• [Passage to read]:
Annotation and pipeline analyses
Paired-end reads were first subjected to a profiler removing A and T homopolymer runs within the forward and reverse reads, respectively. Pairs in which the length of both reads was greater than 25 bp were mapped to the human genome reference (UCSC hgl9) with Bowtie(Langmead et al. 2009) using default parameters. The reads were simultaneously mapped to the UCSC KnownGene database to identify putative exon-spanning reads or pairs. The union of mate pairs mapping uniquely to the genome and those mapping specifically to the KnownGene database were condensed to isoforms by 3’ alignment identity, filtered for false priming, and assigned gene identity and region (e.g. CDS, 3’ UTR) using UCSC KnownGene annotations. Cleavage and polyadenylation sites were defined as the median genome coordinate of all reads within a 20-base pair sliding window of an adjacent read. Defined sites were carried forward for analysis only if they were present in all libraries representing an individual cellular type or state. Intralibrary isoform representation was normalized to pseudocounts using the negative binomial method(Robinson et al. 2008).

• [Tasks to complete]:
1. In the passage on annotation and pipeline analyses, what minimum length did both reads in a pair need to exceed before the pair was mapped to the human genome reference?
2. Extend the passage on annotation and pipeline analyses, picking up after its final sentence.
The records that follow the text come from a different source.

• [Input data]:

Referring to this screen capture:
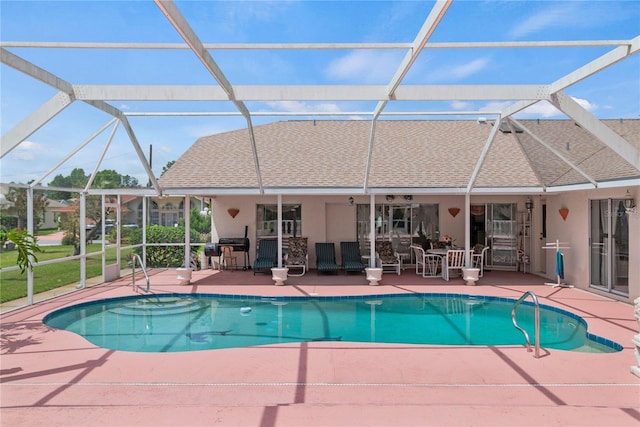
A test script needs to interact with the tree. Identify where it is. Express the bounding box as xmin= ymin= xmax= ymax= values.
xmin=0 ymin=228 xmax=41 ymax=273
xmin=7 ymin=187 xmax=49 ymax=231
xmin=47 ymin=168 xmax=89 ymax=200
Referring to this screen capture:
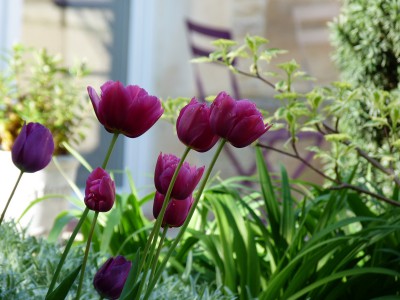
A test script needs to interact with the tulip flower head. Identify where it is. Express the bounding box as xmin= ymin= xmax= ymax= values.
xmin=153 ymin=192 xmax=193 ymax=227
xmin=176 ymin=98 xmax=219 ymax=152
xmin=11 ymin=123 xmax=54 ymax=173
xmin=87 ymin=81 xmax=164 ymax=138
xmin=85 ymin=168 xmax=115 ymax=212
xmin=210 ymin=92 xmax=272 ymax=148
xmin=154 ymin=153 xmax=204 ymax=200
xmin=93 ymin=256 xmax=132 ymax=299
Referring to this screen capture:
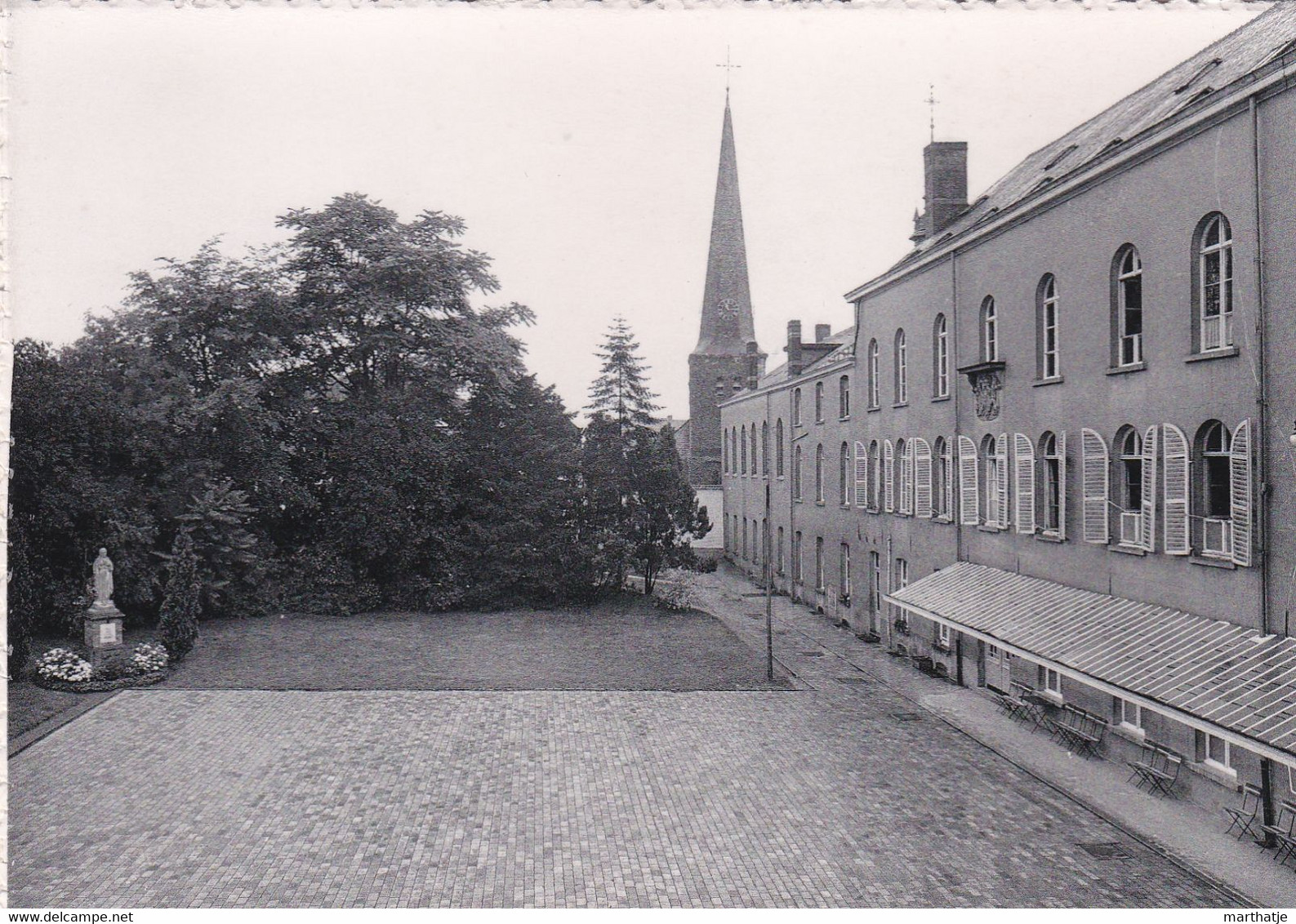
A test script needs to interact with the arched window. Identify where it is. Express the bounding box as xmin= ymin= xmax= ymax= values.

• [Exercise results]:
1. Both reads had to be longer than 25 bp.

2.
qRT-PCR
Total RNA was respectively isolated from Jurkat T-cells at rest and 48hours after stimulation using TRIZOL (Invitrogen). RNA was digested with DNase I to remove contaminating genomic DNA. One microgram of total RNA was used to generate cDNA with the ImProm-II™ Reverse Transcription System (Promega) and real-time PCR was performed in triplicates in an Eppendorf Mastercycler. qRT-PCR was performed using a pair of primers (forward and reverse primers) designed for a selected gene. ΔΔCT method was used to calculate relative quantitation of qRT-PCR product on a 7500 Fast Real-Time PCR machine with SDS software (Applied Biosystems).
Simulations
To evaluate statistical properties of various approaches, we used the NB pseudorandom generator to create RNA isoform count datasets in 12 scenarios, each repeated three times for calculations of means and standard deviations. Our simulations were conducted on our Jurkat T-cell isoform data from which we took 18290 isoforms and 3 replicated libraries in each of two conditions (resting and stimulating states). We set two levels (A=100 and 300) of condition (or treatment) effect on differential transcription of isoforms and linearly assigned the effects τ = UA to differentially expressed isoforms where U is uniform variable (U ∈ (0,1]), two levels of proportions of differentially expressed isoforms: P =10 and 30%, two levels of artificial noise proportions: Q=10 and 30% and 2 levels of sample sizes: R=3 and 5 replicate libraries. Here artificial noise (also called technique or Poisson noise) indicates that the noise does not comes from experimental system error but come from techniques such as sequencing, mapping, annotation and pipline analysis, etc. In simulated data, isoforms with averaged count <5 were filtered, thus 18162 isoforms were available for analysis.
Software
A package for implementing mBeta t-test was written in Matlab and a program for generating simulation data was written in R. They are available for request.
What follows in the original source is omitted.